» **The problem**
Can you copy out the lines below word for word, starting at the very first line and ending at the line containing "Outlines of the capybara", with both of those lines included?

(Excerpts from a segmentation dataset)
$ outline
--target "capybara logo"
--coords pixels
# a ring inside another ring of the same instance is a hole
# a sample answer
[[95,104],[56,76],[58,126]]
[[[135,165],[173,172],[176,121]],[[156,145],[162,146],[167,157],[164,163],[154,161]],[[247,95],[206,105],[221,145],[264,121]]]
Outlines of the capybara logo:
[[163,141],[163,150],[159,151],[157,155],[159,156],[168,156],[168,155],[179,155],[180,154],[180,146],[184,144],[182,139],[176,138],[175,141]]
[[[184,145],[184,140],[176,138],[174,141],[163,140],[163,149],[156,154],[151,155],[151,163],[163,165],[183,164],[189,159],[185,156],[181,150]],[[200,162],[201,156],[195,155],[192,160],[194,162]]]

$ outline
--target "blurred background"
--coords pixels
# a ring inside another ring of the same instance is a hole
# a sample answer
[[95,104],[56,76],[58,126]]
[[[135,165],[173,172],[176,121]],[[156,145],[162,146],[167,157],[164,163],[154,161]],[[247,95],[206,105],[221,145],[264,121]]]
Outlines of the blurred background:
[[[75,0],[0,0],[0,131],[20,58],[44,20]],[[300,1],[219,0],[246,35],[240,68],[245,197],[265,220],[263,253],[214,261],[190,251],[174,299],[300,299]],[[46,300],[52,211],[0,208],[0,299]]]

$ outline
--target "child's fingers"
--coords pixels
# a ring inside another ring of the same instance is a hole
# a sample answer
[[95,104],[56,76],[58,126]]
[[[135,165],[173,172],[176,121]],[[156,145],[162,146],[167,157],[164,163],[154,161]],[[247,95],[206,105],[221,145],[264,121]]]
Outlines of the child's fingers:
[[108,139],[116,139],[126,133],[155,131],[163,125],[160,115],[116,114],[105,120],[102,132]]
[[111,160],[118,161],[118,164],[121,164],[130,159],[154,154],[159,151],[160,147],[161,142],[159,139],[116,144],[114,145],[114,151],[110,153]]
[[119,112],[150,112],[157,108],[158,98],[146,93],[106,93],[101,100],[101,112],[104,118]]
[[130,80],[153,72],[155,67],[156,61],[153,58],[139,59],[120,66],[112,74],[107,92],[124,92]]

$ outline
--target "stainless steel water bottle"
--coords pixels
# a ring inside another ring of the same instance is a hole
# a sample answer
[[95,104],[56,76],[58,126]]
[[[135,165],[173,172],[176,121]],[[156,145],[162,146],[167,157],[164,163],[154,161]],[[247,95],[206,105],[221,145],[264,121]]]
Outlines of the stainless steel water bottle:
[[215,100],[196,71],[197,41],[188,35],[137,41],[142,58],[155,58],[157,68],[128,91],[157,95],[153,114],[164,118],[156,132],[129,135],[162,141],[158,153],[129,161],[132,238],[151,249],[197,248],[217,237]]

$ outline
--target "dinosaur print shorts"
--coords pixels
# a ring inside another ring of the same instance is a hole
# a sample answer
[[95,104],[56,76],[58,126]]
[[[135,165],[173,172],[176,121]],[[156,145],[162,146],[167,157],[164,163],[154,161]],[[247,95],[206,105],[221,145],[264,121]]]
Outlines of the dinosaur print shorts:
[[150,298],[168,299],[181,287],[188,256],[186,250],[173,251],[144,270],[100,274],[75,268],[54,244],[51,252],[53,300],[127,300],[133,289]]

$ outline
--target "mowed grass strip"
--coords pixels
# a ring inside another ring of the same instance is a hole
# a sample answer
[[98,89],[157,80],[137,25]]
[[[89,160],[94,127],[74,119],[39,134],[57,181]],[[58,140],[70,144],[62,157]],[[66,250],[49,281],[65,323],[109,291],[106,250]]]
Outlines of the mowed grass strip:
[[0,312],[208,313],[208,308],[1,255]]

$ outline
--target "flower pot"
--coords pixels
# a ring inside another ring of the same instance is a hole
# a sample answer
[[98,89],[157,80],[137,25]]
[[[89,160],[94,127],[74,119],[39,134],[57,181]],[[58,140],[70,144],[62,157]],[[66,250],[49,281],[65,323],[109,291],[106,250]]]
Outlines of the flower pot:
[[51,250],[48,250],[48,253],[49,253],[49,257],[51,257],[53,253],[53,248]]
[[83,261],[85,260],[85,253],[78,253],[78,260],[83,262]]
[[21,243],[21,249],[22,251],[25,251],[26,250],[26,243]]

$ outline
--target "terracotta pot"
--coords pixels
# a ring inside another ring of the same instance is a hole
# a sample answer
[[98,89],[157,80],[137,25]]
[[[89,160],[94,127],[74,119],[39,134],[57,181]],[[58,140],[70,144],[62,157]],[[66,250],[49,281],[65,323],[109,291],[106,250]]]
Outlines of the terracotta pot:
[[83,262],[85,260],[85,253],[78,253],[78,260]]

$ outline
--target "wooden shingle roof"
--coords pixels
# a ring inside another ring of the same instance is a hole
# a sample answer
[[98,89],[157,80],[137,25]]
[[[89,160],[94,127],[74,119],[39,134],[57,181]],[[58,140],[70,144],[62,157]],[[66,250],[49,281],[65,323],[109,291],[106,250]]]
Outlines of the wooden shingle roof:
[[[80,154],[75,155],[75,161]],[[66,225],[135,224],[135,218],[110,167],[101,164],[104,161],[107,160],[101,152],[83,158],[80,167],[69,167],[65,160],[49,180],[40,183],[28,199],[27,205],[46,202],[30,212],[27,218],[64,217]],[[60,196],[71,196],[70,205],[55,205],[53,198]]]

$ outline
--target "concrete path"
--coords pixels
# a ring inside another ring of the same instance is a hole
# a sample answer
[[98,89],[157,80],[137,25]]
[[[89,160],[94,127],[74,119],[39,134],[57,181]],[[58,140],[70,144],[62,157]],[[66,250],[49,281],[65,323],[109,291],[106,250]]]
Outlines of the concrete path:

» **Task result**
$ outline
--target "capybara logo"
--coords pixels
# a ring inside another ring of the same instance is a hole
# a sample answer
[[95,104],[56,76],[58,126]]
[[[135,165],[173,172],[176,121]],[[156,145],[162,146],[167,157],[164,163],[154,161]],[[247,95],[206,105],[221,145],[264,121]]]
Outlines of the capybara logo:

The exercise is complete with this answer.